start Records for the exercise

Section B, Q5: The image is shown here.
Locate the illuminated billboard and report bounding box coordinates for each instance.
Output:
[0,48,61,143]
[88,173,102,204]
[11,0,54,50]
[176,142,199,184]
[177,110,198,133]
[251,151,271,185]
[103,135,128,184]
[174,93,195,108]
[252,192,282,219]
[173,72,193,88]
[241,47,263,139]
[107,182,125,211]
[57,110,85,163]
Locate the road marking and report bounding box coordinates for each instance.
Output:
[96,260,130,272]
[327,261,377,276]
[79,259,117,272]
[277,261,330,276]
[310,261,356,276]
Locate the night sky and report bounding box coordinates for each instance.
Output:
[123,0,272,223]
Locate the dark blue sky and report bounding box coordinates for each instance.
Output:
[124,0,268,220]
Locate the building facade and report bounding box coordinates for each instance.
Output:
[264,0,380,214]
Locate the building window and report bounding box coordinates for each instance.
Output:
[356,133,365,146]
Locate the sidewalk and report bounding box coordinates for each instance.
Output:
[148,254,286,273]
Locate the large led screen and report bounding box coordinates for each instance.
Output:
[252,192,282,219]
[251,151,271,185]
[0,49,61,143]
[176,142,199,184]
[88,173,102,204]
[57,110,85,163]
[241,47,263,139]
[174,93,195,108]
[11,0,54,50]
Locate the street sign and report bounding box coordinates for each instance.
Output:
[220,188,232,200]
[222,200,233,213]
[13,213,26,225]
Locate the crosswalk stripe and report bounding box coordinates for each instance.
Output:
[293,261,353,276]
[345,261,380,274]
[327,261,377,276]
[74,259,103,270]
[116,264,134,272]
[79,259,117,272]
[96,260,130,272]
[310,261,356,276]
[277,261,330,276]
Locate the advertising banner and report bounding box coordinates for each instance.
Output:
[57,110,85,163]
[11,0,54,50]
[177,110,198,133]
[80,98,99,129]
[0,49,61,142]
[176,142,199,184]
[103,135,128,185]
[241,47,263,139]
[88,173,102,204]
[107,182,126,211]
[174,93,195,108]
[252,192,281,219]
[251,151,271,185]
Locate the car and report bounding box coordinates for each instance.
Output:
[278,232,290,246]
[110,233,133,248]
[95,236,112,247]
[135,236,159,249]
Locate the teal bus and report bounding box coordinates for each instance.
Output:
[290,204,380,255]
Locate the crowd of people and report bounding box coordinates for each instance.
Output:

end Records for the exercise

■ What the task asks:
Gather every line in the entries above that contains the string "building". Matching is case-sensitive.

■ The response:
Locate the building facade and report bounding box coordinates for each instance.
Locate the building window and report bounding box coordinates for each instance.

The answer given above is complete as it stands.